**Task instructions:** Gather every line from the rows below that contains the string "target", and copy each one in full.

**Input rows:**
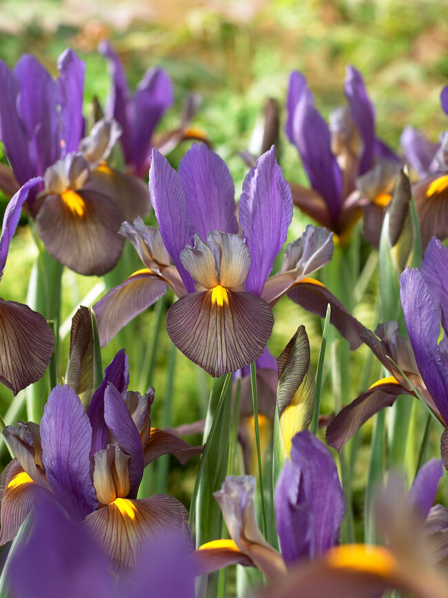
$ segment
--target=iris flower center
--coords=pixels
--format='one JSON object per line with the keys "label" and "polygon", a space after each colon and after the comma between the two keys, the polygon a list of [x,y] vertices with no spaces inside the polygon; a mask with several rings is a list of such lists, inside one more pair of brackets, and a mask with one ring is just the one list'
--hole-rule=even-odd
{"label": "iris flower center", "polygon": [[85,203],[83,198],[74,191],[64,191],[61,194],[62,201],[72,214],[81,217],[85,211]]}

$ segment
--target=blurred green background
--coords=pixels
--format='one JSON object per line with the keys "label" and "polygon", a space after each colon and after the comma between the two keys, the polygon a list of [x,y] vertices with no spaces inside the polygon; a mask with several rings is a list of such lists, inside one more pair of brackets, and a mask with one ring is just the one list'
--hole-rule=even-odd
{"label": "blurred green background", "polygon": [[[207,131],[214,148],[226,161],[238,198],[248,169],[237,152],[254,145],[254,131],[269,97],[276,98],[282,107],[284,174],[288,180],[307,184],[296,150],[283,132],[283,106],[289,73],[294,69],[306,76],[317,107],[327,115],[344,103],[345,68],[347,63],[353,64],[363,72],[376,106],[380,137],[398,151],[401,131],[406,124],[412,123],[436,141],[438,132],[447,127],[447,117],[439,104],[440,91],[448,79],[447,8],[445,2],[429,0],[2,0],[0,58],[12,67],[22,53],[30,52],[55,74],[57,57],[71,46],[87,63],[86,106],[94,96],[103,103],[110,86],[105,61],[96,52],[101,39],[110,39],[114,44],[132,87],[147,68],[162,66],[172,78],[176,103],[159,130],[176,126],[187,94],[198,93],[202,105],[193,124]],[[168,156],[173,166],[177,166],[187,148],[185,143]],[[291,239],[300,235],[306,221],[295,210]],[[361,250],[363,261],[369,250]],[[23,226],[11,246],[1,281],[2,297],[26,301],[36,254],[29,230]],[[128,247],[112,276],[119,283],[139,267],[138,259]],[[99,281],[94,277],[64,271],[63,321]],[[376,323],[373,313],[377,287],[374,273],[355,310],[354,315],[368,326]],[[278,355],[297,326],[305,323],[315,366],[320,320],[286,299],[276,308],[275,315],[269,343],[274,354]],[[153,310],[148,310],[103,352],[105,366],[119,348],[126,346],[130,388],[141,391],[145,390],[142,381],[154,319]],[[61,343],[61,375],[66,365],[68,339]],[[163,330],[152,381],[156,388],[155,426],[160,425],[158,418],[167,386],[169,346]],[[345,402],[362,390],[359,386],[366,355],[361,348],[353,357],[353,395],[343,397]],[[379,367],[374,370],[373,375],[378,376]],[[209,383],[208,377],[178,352],[172,426],[203,417]],[[12,393],[1,386],[2,415],[12,400]],[[327,393],[323,410],[330,412],[333,408],[332,397]],[[19,415],[25,417],[23,412]],[[364,434],[368,435],[369,425],[365,428]],[[367,458],[368,448],[364,446]],[[4,444],[0,450],[6,463]],[[358,461],[362,487],[367,462],[362,454]],[[183,471],[177,467],[172,469],[170,489],[187,504],[194,478],[184,476]]]}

**The answer:**
--target=iris flower center
--target=blurred green background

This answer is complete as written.